Exercise objective
In the copy, keep every word of the data below and none of its pictures.

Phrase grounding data
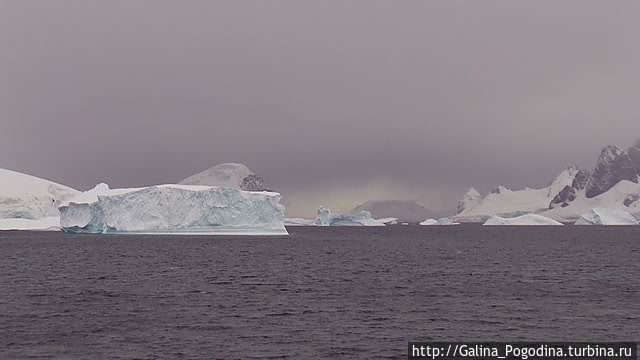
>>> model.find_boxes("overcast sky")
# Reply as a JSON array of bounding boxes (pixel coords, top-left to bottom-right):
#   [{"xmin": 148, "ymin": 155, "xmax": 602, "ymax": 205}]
[{"xmin": 2, "ymin": 0, "xmax": 640, "ymax": 216}]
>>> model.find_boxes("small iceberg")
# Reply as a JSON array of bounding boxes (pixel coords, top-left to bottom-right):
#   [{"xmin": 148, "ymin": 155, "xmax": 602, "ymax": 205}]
[
  {"xmin": 420, "ymin": 217, "xmax": 459, "ymax": 225},
  {"xmin": 574, "ymin": 208, "xmax": 639, "ymax": 225},
  {"xmin": 376, "ymin": 217, "xmax": 398, "ymax": 225},
  {"xmin": 483, "ymin": 214, "xmax": 563, "ymax": 226},
  {"xmin": 313, "ymin": 207, "xmax": 385, "ymax": 226}
]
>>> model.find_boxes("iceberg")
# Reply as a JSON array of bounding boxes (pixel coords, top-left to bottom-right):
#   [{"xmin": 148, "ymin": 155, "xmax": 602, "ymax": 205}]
[
  {"xmin": 483, "ymin": 214, "xmax": 563, "ymax": 226},
  {"xmin": 420, "ymin": 217, "xmax": 459, "ymax": 225},
  {"xmin": 315, "ymin": 206, "xmax": 332, "ymax": 226},
  {"xmin": 59, "ymin": 184, "xmax": 288, "ymax": 235},
  {"xmin": 376, "ymin": 217, "xmax": 399, "ymax": 225},
  {"xmin": 313, "ymin": 207, "xmax": 385, "ymax": 226},
  {"xmin": 419, "ymin": 218, "xmax": 439, "ymax": 226},
  {"xmin": 574, "ymin": 208, "xmax": 639, "ymax": 225}
]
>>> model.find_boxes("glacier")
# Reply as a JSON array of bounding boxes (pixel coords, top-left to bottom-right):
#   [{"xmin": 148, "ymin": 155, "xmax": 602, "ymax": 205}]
[
  {"xmin": 483, "ymin": 214, "xmax": 563, "ymax": 226},
  {"xmin": 574, "ymin": 208, "xmax": 639, "ymax": 226},
  {"xmin": 59, "ymin": 184, "xmax": 288, "ymax": 235}
]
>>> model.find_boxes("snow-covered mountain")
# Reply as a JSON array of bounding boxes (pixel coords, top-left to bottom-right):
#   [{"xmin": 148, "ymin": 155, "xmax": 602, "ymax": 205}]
[
  {"xmin": 179, "ymin": 163, "xmax": 269, "ymax": 191},
  {"xmin": 455, "ymin": 140, "xmax": 640, "ymax": 222},
  {"xmin": 0, "ymin": 168, "xmax": 79, "ymax": 220},
  {"xmin": 352, "ymin": 200, "xmax": 441, "ymax": 223},
  {"xmin": 455, "ymin": 166, "xmax": 578, "ymax": 222}
]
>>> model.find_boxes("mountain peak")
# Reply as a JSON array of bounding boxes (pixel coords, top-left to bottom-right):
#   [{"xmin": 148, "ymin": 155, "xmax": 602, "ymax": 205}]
[
  {"xmin": 465, "ymin": 187, "xmax": 481, "ymax": 197},
  {"xmin": 585, "ymin": 145, "xmax": 638, "ymax": 198}
]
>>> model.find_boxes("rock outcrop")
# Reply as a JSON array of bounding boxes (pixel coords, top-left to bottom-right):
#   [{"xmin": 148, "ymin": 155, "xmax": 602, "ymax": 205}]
[
  {"xmin": 549, "ymin": 185, "xmax": 577, "ymax": 209},
  {"xmin": 628, "ymin": 138, "xmax": 640, "ymax": 173}
]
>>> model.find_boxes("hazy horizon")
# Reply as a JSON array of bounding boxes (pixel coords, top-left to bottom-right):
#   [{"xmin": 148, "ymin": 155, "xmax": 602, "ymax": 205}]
[{"xmin": 2, "ymin": 1, "xmax": 640, "ymax": 217}]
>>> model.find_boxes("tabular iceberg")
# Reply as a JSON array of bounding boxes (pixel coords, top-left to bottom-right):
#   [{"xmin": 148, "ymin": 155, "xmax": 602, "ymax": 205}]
[
  {"xmin": 483, "ymin": 214, "xmax": 563, "ymax": 226},
  {"xmin": 574, "ymin": 208, "xmax": 639, "ymax": 225},
  {"xmin": 59, "ymin": 184, "xmax": 288, "ymax": 235}
]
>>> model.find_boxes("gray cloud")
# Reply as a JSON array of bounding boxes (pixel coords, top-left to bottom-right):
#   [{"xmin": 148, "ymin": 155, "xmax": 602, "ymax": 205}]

Exercise answer
>>> model.find_boxes("overcast sky")
# Reply as a JSON array of bounding boxes (pixel coords, top-left to bottom-right):
#   [{"xmin": 148, "ymin": 155, "xmax": 602, "ymax": 205}]
[{"xmin": 2, "ymin": 0, "xmax": 640, "ymax": 216}]
>>> model.find_boxes("small iceberg")
# Reply as a JSON array of bounding boxes (pixel coords, top-left to bottom-right):
#   [{"xmin": 148, "ymin": 155, "xmax": 602, "ymax": 205}]
[
  {"xmin": 420, "ymin": 217, "xmax": 459, "ymax": 225},
  {"xmin": 574, "ymin": 208, "xmax": 639, "ymax": 225},
  {"xmin": 376, "ymin": 217, "xmax": 398, "ymax": 225},
  {"xmin": 483, "ymin": 214, "xmax": 563, "ymax": 226},
  {"xmin": 313, "ymin": 207, "xmax": 385, "ymax": 226}
]
>>> model.find_boxes("iceberg")
# Reply as a JSON array of bounding boxes (pixel coords, top-left to bottom-right):
#   [{"xmin": 148, "ymin": 155, "xmax": 602, "ymax": 205}]
[
  {"xmin": 483, "ymin": 214, "xmax": 563, "ymax": 226},
  {"xmin": 420, "ymin": 217, "xmax": 459, "ymax": 225},
  {"xmin": 315, "ymin": 206, "xmax": 332, "ymax": 226},
  {"xmin": 59, "ymin": 184, "xmax": 288, "ymax": 235},
  {"xmin": 376, "ymin": 217, "xmax": 399, "ymax": 225},
  {"xmin": 313, "ymin": 207, "xmax": 385, "ymax": 226},
  {"xmin": 419, "ymin": 218, "xmax": 439, "ymax": 226},
  {"xmin": 574, "ymin": 208, "xmax": 639, "ymax": 225}
]
>>> model.find_boxes("glacier")
# Reply as a JSON array of bounding boxes (pixel coords, top-left to bottom-right):
#   [{"xmin": 148, "ymin": 155, "xmax": 602, "ymax": 205}]
[
  {"xmin": 483, "ymin": 214, "xmax": 563, "ymax": 226},
  {"xmin": 574, "ymin": 208, "xmax": 639, "ymax": 226},
  {"xmin": 59, "ymin": 184, "xmax": 288, "ymax": 235}
]
>>> model.find_boxes("snow-covered mountain")
# Reply as a JSON array of bounding boxes (pixel coords, top-left to bottom-right):
#   [{"xmin": 148, "ymin": 155, "xmax": 602, "ymax": 205}]
[
  {"xmin": 179, "ymin": 163, "xmax": 269, "ymax": 191},
  {"xmin": 455, "ymin": 140, "xmax": 640, "ymax": 222},
  {"xmin": 0, "ymin": 168, "xmax": 79, "ymax": 220},
  {"xmin": 352, "ymin": 200, "xmax": 441, "ymax": 223},
  {"xmin": 455, "ymin": 166, "xmax": 578, "ymax": 222}
]
>>> model.find_boxes("mountain peak")
# Reply as a JSON array of bounding boxes (pixel coords, top-left to bottom-right):
#   [{"xmin": 148, "ymin": 155, "xmax": 602, "ymax": 205}]
[
  {"xmin": 465, "ymin": 187, "xmax": 481, "ymax": 197},
  {"xmin": 585, "ymin": 145, "xmax": 638, "ymax": 198}
]
>>> model.find_boxes("rock outcrop")
# Reply as a JSON array of bounding boxes (pixel coords, top-left to bottom-right):
#   [{"xmin": 148, "ymin": 155, "xmax": 602, "ymax": 205}]
[
  {"xmin": 549, "ymin": 185, "xmax": 577, "ymax": 209},
  {"xmin": 628, "ymin": 138, "xmax": 640, "ymax": 173}
]
>>> model.find_boxes("hazy horizon")
# Reply as a JSON array of bounding boxes (pixel coords, top-left to bottom-right):
#   [{"xmin": 148, "ymin": 155, "xmax": 602, "ymax": 205}]
[{"xmin": 2, "ymin": 1, "xmax": 640, "ymax": 217}]
>>> model.find_boxes("tabular iceberg")
# Reply as a JSON array of bounding boxes (pixel coords, top-left to bottom-right):
#   [{"xmin": 148, "ymin": 155, "xmax": 602, "ymax": 205}]
[
  {"xmin": 483, "ymin": 214, "xmax": 563, "ymax": 226},
  {"xmin": 574, "ymin": 208, "xmax": 639, "ymax": 225},
  {"xmin": 59, "ymin": 184, "xmax": 288, "ymax": 235}
]
>>> model.find_boxes("gray cloud")
# Reply as a JSON array of bounding boxes (pixel coords, top-left to bottom-right):
#   [{"xmin": 148, "ymin": 155, "xmax": 602, "ymax": 205}]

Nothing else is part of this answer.